— start Material provided —

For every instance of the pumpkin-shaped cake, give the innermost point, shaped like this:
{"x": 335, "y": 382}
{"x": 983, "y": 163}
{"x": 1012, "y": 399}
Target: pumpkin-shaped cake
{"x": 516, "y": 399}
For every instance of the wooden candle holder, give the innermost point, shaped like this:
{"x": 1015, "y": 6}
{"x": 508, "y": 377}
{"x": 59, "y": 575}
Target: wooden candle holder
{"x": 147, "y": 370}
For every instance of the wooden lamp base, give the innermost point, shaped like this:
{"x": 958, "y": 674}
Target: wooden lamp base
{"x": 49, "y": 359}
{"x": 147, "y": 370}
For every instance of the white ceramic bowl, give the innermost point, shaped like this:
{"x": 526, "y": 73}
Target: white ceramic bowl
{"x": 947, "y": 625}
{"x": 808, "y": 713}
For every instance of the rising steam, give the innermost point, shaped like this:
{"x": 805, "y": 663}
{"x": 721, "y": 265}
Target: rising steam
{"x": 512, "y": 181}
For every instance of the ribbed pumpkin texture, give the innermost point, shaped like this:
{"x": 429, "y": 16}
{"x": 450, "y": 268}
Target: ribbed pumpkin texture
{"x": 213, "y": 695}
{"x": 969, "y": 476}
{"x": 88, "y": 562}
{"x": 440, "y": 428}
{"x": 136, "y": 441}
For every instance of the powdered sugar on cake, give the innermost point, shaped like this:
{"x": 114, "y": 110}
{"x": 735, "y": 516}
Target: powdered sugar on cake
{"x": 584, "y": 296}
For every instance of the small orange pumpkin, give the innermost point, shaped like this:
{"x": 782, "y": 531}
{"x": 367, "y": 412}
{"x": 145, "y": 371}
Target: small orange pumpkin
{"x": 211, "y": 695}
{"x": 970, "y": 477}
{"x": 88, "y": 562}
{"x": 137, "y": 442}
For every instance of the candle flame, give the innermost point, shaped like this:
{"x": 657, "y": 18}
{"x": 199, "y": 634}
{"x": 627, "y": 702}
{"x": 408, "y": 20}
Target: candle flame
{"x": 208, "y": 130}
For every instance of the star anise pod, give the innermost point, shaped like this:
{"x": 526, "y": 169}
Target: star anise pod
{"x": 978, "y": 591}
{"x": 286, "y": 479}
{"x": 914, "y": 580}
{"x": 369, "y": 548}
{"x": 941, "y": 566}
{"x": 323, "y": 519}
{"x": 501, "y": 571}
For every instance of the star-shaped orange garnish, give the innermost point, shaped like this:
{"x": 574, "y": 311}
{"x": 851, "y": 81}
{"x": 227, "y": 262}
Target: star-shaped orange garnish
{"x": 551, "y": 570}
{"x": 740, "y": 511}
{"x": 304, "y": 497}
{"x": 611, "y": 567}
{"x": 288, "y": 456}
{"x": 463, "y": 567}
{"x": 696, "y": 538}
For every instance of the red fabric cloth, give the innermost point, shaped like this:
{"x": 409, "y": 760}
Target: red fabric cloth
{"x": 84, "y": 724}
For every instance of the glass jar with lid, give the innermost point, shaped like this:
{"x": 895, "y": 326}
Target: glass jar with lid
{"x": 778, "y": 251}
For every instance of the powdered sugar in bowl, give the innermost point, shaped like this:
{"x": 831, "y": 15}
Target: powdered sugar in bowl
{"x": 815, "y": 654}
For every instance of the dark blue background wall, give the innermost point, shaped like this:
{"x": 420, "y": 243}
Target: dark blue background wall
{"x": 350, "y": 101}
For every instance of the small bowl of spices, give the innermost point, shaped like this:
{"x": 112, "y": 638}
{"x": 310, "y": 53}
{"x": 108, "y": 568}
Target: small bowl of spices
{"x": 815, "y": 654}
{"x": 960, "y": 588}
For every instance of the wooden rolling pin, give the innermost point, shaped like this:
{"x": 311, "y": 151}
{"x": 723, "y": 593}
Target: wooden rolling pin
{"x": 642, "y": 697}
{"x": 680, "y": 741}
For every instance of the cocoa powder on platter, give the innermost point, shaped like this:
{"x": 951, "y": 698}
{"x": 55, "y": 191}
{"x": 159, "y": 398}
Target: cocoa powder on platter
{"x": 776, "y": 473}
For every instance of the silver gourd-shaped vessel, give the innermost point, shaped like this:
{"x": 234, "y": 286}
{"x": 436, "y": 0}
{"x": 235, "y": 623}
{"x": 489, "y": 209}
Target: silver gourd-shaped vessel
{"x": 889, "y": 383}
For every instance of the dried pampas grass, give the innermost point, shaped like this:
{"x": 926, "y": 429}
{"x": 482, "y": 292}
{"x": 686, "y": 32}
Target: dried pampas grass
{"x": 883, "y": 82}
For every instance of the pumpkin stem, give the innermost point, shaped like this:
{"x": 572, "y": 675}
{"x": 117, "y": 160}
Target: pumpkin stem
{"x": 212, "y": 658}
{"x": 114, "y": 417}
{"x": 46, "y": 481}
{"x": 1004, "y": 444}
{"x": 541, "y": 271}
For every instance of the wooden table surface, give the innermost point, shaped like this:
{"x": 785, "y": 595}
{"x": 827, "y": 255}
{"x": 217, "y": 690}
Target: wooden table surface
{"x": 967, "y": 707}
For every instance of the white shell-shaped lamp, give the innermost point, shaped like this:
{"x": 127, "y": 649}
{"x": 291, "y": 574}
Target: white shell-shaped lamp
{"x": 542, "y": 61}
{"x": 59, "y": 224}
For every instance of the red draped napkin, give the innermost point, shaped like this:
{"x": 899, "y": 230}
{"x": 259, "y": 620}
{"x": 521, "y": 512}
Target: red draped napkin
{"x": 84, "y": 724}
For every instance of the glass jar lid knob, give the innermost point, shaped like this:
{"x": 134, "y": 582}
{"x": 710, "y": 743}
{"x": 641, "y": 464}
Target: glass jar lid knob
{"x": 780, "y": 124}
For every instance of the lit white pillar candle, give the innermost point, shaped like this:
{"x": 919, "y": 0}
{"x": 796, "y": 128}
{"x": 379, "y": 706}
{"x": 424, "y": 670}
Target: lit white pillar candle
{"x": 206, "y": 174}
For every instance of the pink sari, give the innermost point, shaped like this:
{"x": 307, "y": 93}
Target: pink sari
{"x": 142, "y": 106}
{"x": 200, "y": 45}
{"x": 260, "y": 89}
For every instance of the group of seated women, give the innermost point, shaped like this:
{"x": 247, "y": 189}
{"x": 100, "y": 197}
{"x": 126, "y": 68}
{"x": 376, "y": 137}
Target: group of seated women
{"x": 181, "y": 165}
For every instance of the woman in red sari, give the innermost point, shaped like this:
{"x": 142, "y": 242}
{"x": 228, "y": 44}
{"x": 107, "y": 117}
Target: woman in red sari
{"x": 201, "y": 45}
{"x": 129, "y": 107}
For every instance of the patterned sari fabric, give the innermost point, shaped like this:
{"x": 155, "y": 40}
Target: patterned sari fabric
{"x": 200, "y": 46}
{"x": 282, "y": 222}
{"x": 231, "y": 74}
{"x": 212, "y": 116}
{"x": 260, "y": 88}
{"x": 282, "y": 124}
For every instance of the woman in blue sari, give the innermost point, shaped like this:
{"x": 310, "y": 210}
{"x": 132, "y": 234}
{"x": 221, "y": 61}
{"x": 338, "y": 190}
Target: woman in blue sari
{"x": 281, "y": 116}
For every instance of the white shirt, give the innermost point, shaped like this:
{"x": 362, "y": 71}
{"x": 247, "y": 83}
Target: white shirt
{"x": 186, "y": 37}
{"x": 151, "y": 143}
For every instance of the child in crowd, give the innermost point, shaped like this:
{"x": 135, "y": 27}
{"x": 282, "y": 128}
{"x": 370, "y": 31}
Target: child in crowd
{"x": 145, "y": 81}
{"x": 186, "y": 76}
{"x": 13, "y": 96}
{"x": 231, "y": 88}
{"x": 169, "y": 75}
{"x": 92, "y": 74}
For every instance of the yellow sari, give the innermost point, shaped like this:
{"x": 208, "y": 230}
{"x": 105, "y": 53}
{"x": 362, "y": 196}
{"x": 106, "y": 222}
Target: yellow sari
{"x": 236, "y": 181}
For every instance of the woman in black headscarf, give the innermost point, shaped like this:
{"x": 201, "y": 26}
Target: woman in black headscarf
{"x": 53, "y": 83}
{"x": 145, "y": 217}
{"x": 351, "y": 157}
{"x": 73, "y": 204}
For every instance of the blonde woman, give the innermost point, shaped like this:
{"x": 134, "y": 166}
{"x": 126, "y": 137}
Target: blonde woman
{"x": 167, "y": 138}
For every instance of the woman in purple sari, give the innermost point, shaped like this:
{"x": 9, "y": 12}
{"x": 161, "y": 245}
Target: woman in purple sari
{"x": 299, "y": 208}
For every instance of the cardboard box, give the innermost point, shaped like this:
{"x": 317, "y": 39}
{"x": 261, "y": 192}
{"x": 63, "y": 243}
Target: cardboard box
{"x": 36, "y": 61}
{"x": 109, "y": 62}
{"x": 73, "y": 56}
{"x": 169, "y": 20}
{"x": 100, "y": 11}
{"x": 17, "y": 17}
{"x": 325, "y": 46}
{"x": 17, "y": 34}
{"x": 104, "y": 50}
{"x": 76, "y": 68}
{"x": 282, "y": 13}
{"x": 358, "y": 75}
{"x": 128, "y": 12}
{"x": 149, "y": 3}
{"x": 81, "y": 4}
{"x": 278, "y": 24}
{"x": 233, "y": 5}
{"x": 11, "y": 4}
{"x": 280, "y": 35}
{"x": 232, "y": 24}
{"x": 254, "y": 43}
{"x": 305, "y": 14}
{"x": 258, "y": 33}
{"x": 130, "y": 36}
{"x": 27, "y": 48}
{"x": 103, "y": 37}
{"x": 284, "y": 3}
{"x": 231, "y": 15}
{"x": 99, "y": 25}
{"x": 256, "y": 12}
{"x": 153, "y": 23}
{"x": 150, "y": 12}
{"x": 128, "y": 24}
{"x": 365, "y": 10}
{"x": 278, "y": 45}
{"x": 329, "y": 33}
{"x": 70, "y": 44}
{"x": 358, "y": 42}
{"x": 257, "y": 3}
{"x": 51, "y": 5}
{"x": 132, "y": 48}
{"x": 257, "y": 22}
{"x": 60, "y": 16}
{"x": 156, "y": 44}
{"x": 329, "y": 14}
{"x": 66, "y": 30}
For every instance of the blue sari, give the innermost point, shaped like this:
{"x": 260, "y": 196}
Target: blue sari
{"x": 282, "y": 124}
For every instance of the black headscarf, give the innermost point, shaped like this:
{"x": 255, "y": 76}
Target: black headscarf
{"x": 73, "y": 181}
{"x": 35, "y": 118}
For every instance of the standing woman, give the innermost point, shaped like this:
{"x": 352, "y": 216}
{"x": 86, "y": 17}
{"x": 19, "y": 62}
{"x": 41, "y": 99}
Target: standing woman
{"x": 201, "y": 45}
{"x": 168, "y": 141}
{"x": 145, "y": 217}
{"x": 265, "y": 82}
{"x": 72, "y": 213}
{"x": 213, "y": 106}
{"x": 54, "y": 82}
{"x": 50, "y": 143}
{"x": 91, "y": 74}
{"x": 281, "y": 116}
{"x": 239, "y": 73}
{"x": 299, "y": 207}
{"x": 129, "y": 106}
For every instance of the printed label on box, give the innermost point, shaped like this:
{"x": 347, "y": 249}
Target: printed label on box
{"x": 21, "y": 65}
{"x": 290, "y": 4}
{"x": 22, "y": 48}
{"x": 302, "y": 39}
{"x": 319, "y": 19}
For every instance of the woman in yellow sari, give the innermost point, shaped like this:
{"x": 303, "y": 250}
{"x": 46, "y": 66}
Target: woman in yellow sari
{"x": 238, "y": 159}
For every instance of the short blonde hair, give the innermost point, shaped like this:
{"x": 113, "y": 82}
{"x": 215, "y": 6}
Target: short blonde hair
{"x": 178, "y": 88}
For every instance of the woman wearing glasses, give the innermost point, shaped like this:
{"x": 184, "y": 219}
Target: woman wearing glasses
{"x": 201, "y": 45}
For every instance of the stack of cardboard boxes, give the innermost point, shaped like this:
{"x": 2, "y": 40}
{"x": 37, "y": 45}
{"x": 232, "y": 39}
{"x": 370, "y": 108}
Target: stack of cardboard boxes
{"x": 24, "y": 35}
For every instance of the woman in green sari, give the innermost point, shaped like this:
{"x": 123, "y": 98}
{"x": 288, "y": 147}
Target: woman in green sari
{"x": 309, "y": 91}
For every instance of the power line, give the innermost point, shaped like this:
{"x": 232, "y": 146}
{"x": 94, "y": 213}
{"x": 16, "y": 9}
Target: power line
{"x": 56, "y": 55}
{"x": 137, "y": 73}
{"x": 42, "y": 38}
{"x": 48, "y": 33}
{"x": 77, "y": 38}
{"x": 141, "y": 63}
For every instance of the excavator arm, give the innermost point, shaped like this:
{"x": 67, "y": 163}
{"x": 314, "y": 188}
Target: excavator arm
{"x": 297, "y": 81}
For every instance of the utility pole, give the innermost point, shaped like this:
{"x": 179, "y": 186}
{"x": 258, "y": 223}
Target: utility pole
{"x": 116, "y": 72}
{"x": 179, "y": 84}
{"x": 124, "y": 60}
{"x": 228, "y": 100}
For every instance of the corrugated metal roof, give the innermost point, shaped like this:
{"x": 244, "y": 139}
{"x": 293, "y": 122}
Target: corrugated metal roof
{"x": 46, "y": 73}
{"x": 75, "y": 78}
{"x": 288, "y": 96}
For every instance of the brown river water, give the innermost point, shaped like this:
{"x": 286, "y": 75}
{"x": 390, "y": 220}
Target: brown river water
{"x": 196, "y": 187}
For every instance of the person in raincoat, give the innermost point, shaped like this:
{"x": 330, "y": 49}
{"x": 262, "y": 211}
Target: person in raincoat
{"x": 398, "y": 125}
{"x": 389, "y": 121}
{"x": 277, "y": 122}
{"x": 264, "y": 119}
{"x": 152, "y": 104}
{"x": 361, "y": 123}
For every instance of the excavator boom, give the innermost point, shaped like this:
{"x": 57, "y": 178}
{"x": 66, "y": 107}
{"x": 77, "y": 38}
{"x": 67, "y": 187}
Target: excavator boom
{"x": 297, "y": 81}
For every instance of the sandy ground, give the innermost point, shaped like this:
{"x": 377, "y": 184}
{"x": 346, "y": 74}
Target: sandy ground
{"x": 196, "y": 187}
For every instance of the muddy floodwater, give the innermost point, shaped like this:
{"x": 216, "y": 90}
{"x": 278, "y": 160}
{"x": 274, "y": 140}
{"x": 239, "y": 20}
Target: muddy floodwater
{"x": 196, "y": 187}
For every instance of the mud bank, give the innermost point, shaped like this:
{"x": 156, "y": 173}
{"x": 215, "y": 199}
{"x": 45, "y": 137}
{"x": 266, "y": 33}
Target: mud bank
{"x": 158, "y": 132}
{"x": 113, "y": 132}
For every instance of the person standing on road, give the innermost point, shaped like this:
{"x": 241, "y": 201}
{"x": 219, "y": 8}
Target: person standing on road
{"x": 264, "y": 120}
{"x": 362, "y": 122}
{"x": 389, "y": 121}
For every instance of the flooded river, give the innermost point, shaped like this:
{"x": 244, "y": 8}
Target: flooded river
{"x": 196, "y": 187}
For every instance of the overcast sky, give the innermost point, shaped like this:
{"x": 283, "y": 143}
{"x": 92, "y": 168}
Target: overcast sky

— end Material provided —

Beginning at the line containing "For every instance of the sandy", repeat each line exactly through the last line of the entries, and include no other lines.

For every instance of the sandy ground, give the innermost point, shaped like this:
{"x": 377, "y": 184}
{"x": 346, "y": 74}
Target: sandy ground
{"x": 196, "y": 187}
For every instance of the muddy floodwater, give the innermost point, shaped like this:
{"x": 216, "y": 90}
{"x": 278, "y": 160}
{"x": 274, "y": 140}
{"x": 239, "y": 20}
Target: muddy floodwater
{"x": 196, "y": 187}
For every instance of the mud bank, give the innermost point, shaped like this:
{"x": 156, "y": 173}
{"x": 215, "y": 199}
{"x": 45, "y": 137}
{"x": 266, "y": 33}
Target: mud bank
{"x": 158, "y": 132}
{"x": 113, "y": 132}
For every instance of the person standing on road, give the innermost point, shaped like this:
{"x": 241, "y": 201}
{"x": 219, "y": 8}
Target: person standing on road
{"x": 264, "y": 120}
{"x": 362, "y": 122}
{"x": 389, "y": 121}
For every instance of the flooded river, give the innermost point, shaped like this:
{"x": 244, "y": 8}
Target: flooded river
{"x": 196, "y": 187}
For every instance of the overcast sky, give the innermost point, shaped like this:
{"x": 283, "y": 143}
{"x": 92, "y": 168}
Target: overcast sky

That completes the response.